• **What you need to do**
Scan the material for the word "overcast" and copy each line where it occurs.

• **Supplied material**
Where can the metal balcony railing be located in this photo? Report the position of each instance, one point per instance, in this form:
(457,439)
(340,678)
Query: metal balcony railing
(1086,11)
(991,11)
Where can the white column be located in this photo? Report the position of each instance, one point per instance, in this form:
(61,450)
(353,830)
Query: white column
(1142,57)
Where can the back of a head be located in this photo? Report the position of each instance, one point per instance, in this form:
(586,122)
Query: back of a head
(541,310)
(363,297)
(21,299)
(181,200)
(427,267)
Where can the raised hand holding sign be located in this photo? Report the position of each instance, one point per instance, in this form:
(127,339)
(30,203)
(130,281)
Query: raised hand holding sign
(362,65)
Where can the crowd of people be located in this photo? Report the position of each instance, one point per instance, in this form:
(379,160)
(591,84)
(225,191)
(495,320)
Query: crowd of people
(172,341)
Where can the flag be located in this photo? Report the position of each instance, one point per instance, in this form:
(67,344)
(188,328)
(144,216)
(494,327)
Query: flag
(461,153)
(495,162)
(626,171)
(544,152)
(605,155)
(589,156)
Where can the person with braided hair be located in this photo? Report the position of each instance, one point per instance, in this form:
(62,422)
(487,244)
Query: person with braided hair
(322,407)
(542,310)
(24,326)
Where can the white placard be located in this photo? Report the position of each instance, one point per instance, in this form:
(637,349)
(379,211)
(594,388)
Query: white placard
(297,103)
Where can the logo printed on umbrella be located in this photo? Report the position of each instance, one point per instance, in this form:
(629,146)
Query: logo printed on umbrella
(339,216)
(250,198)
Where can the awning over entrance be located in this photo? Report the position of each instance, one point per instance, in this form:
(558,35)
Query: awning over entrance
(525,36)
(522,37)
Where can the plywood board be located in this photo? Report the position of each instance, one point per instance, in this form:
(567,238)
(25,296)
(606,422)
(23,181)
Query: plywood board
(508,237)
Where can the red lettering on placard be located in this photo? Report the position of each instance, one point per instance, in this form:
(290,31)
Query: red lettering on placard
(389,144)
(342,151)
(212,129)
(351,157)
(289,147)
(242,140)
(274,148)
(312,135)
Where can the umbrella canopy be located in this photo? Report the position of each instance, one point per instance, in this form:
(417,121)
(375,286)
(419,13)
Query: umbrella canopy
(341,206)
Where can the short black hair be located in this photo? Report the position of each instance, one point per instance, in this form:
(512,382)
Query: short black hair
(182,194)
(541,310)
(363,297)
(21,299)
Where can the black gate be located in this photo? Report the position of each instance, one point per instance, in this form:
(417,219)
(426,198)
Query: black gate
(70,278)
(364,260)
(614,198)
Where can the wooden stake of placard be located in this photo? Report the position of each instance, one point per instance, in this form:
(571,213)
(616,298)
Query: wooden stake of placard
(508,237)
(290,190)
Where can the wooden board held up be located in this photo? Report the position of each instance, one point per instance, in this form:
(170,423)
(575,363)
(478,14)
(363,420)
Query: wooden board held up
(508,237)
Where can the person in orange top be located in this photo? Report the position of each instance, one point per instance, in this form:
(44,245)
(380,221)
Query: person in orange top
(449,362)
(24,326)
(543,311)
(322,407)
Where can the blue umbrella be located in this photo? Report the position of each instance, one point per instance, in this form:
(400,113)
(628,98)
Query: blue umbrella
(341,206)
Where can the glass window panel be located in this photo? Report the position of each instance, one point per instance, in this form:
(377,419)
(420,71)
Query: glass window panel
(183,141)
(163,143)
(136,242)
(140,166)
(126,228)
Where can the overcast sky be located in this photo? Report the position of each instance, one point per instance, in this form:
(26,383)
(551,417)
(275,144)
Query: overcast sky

• **Output below**
Where can the overcast sky be located in this photo? Report the position of each instance, one point per instance, in this form:
Query: overcast sky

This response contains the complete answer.